Requirement → Lay out all the rows below as a Markdown table with two columns, Row and Text, giving each line its number and skipping blank lines. Leave the pictures out.

Entries supplied →
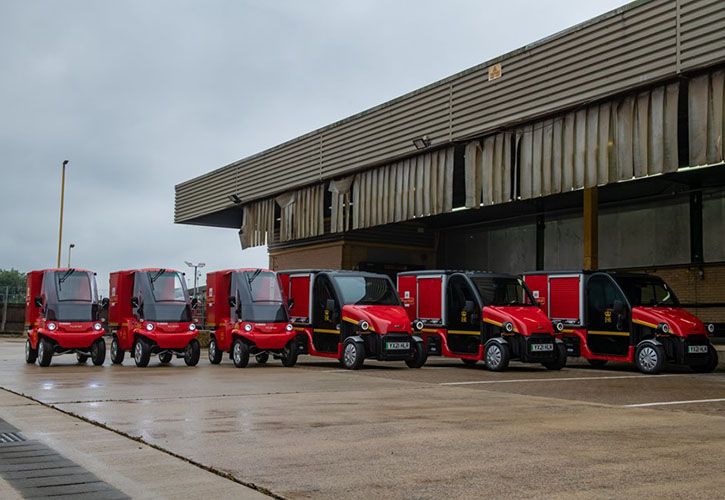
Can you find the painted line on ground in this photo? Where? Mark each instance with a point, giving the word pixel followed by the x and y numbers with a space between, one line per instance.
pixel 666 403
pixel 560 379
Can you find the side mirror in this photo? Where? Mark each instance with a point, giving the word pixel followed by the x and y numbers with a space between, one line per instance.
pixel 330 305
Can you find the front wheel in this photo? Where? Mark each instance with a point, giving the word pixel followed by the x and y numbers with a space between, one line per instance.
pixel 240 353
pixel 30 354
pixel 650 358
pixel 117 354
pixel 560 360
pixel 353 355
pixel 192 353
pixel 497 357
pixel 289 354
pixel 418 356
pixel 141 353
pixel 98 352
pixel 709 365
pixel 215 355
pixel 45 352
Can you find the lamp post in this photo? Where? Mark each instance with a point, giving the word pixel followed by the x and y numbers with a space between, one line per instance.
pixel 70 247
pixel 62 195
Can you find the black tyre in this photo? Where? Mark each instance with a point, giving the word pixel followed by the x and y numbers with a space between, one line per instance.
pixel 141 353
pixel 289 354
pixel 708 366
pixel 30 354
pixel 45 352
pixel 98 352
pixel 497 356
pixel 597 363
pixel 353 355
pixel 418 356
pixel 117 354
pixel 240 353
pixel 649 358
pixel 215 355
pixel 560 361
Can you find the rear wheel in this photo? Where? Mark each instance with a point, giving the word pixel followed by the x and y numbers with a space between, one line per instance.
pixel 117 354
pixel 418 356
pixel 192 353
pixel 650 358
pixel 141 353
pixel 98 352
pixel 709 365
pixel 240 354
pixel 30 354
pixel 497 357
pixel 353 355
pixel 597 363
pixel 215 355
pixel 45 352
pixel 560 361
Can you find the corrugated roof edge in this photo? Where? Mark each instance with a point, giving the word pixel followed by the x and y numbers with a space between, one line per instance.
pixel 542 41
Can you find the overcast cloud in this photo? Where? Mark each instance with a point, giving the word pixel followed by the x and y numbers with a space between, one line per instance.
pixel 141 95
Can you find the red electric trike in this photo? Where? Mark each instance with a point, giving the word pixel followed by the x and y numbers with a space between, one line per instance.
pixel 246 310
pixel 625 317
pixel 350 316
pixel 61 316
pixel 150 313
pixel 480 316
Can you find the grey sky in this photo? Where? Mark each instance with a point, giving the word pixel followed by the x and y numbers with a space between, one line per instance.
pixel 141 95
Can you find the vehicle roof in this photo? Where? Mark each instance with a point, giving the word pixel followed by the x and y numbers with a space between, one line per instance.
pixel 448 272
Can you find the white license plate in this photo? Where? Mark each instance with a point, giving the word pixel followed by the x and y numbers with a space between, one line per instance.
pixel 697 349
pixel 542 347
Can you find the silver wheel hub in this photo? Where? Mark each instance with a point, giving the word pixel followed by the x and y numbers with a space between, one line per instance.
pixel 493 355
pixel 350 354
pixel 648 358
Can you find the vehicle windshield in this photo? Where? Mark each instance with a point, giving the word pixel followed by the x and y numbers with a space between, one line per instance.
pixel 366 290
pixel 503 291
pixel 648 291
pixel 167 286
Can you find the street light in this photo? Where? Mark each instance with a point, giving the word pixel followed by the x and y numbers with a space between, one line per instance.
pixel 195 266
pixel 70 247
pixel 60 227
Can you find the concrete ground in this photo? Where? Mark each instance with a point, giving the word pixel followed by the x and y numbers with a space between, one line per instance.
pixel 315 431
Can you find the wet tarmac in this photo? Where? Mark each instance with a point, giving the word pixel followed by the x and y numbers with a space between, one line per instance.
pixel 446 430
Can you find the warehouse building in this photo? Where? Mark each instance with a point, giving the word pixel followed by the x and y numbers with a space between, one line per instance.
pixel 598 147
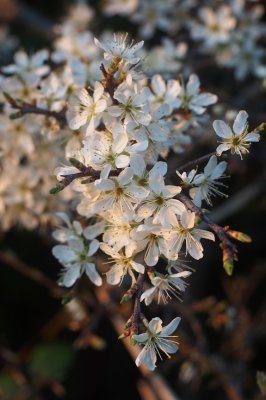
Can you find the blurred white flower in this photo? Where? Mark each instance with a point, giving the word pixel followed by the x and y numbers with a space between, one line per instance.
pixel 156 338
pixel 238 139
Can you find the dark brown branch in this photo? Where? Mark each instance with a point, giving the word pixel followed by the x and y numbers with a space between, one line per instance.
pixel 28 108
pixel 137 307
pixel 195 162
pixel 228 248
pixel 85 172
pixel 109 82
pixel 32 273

Answer to the task →
| Row | Text |
|---|---|
| 1 | Can you find the painted line on ground in this photo? Where? Mark each instance with a point, giving the word pixel followed by the x and y numbers with a space between, one line per instance. |
| 2 | pixel 666 403 |
| 3 | pixel 560 379 |
| 4 | Can you find the side mirror in this photo? Where? Mark each instance with a point, giving the word pixel followed by the x and y numbers with a space between, one line per instance. |
| 5 | pixel 330 305 |
| 6 | Can you find the front wheel in this photo? Where? Mark each instance with a point, giving the word pixel followed by the x and y numbers with a space between, one line per instance. |
| 7 | pixel 240 353 |
| 8 | pixel 30 354 |
| 9 | pixel 650 358 |
| 10 | pixel 117 354 |
| 11 | pixel 560 360 |
| 12 | pixel 353 355 |
| 13 | pixel 192 353 |
| 14 | pixel 497 357 |
| 15 | pixel 289 354 |
| 16 | pixel 418 356 |
| 17 | pixel 141 353 |
| 18 | pixel 98 352 |
| 19 | pixel 709 365 |
| 20 | pixel 215 355 |
| 21 | pixel 45 352 |
| 22 | Can you find the lamp post in this photo? Where? Mark each instance with a point, giving the word pixel followed by the x and y numbers with a space between, one line per instance. |
| 23 | pixel 70 247 |
| 24 | pixel 62 195 |
| 25 | Can you find the black tyre in this photo? Where? Mark each instance with a point, giving the word pixel followed by the x and y numbers with a space between, one line per instance. |
| 26 | pixel 141 353 |
| 27 | pixel 289 354 |
| 28 | pixel 708 366 |
| 29 | pixel 30 354 |
| 30 | pixel 45 352 |
| 31 | pixel 98 352 |
| 32 | pixel 497 356 |
| 33 | pixel 597 363 |
| 34 | pixel 353 355 |
| 35 | pixel 418 356 |
| 36 | pixel 117 354 |
| 37 | pixel 240 353 |
| 38 | pixel 649 358 |
| 39 | pixel 215 355 |
| 40 | pixel 560 361 |
| 41 | Can you find the rear wheel in this photo? Where? Mark each instance with a point, giving the word pixel followed by the x and y numbers with a space between, one line per instance. |
| 42 | pixel 117 354 |
| 43 | pixel 418 356 |
| 44 | pixel 192 353 |
| 45 | pixel 650 358 |
| 46 | pixel 141 353 |
| 47 | pixel 98 352 |
| 48 | pixel 709 365 |
| 49 | pixel 240 354 |
| 50 | pixel 30 354 |
| 51 | pixel 497 357 |
| 52 | pixel 353 355 |
| 53 | pixel 597 363 |
| 54 | pixel 215 355 |
| 55 | pixel 45 352 |
| 56 | pixel 560 361 |
| 57 | Can you find the corrugated roof edge in this photo? Where? Mark each instance with a point, giving the word pixel followed by the x and y numbers with a space between, one line per instance. |
| 58 | pixel 542 41 |
| 59 | Can you find the overcast cloud in this photo? Where? Mark each instance with a point, giving the word pixel followed by the x and y numbers with a space between, one line per instance. |
| 60 | pixel 141 95 |
| 61 | Can you find the red electric trike in this photo? Where? Mark each instance with a point, giving the word pixel followed by the x and y numbers with a space between, one line per instance. |
| 62 | pixel 246 310 |
| 63 | pixel 625 317 |
| 64 | pixel 350 316 |
| 65 | pixel 61 316 |
| 66 | pixel 150 313 |
| 67 | pixel 480 316 |
| 68 | Can you find the grey sky in this photo? Where? Mark each instance with a point, giving the word pixel followed by the x and y numbers with a space between, one line per instance. |
| 69 | pixel 141 95 |
| 70 | Can you find the vehicle roof in this photo? Where? Mark each instance with a point, giving the word pixel followed by the x and y numbers with a space between, one line per instance. |
| 71 | pixel 448 272 |
| 72 | Can you find the white license plate in this photo? Where? Mark each instance with a point, giving the word pixel followed by the x and y numbers with a space between, one line per instance. |
| 73 | pixel 697 349 |
| 74 | pixel 542 347 |
| 75 | Can you find the silver wheel hub in this photo? Where? Mark each instance with a point, giving the word pixel followed by the x and y numbers with a space between, one line per instance. |
| 76 | pixel 493 355 |
| 77 | pixel 350 354 |
| 78 | pixel 648 358 |
| 79 | Can you find the vehicle windshield in this photo? Where? Mark each instance with a point, giving the word pixel followed by the x and y numbers with a space between, one line per instance. |
| 80 | pixel 366 290 |
| 81 | pixel 503 291 |
| 82 | pixel 648 291 |
| 83 | pixel 167 286 |
| 84 | Can you find the street light in this photo? Where? Mark each instance with a point, giving the word pixel followed by the x and y numbers with a space between, one line per instance. |
| 85 | pixel 195 266 |
| 86 | pixel 70 247 |
| 87 | pixel 60 227 |
| 88 | Can you find the concrete ground in this photo? Where? Mark each instance with a point, giving the word pixel followed by the x and y numbers with a space between, one line per instance. |
| 89 | pixel 315 431 |
| 90 | Can you find the wet tarmac in this photo? Where? Mark each instance with a point, giving the word pixel followed by the x and y numbers with a space between, one line per instance. |
| 91 | pixel 446 430 |
| 92 | Can you find the warehouse building in this photo? Where? Mark each instance with a point, giving the word pixel followed by the x and y numbers with a space between, one line per instance. |
| 93 | pixel 598 147 |
| 94 | Can you find the blurred white flower in this photo? Where? Mark each instance with a point, giving the word pixel followed by the x and y numbers with a space between, one line per instance. |
| 95 | pixel 156 338 |
| 96 | pixel 238 139 |
| 97 | Can you find the dark brown branch in this photo? Where? Mark each instance with a point, giving the word pixel followed by the x and y numbers with a space between, one line per instance. |
| 98 | pixel 28 108 |
| 99 | pixel 137 307 |
| 100 | pixel 195 162 |
| 101 | pixel 228 248 |
| 102 | pixel 85 172 |
| 103 | pixel 109 82 |
| 104 | pixel 32 273 |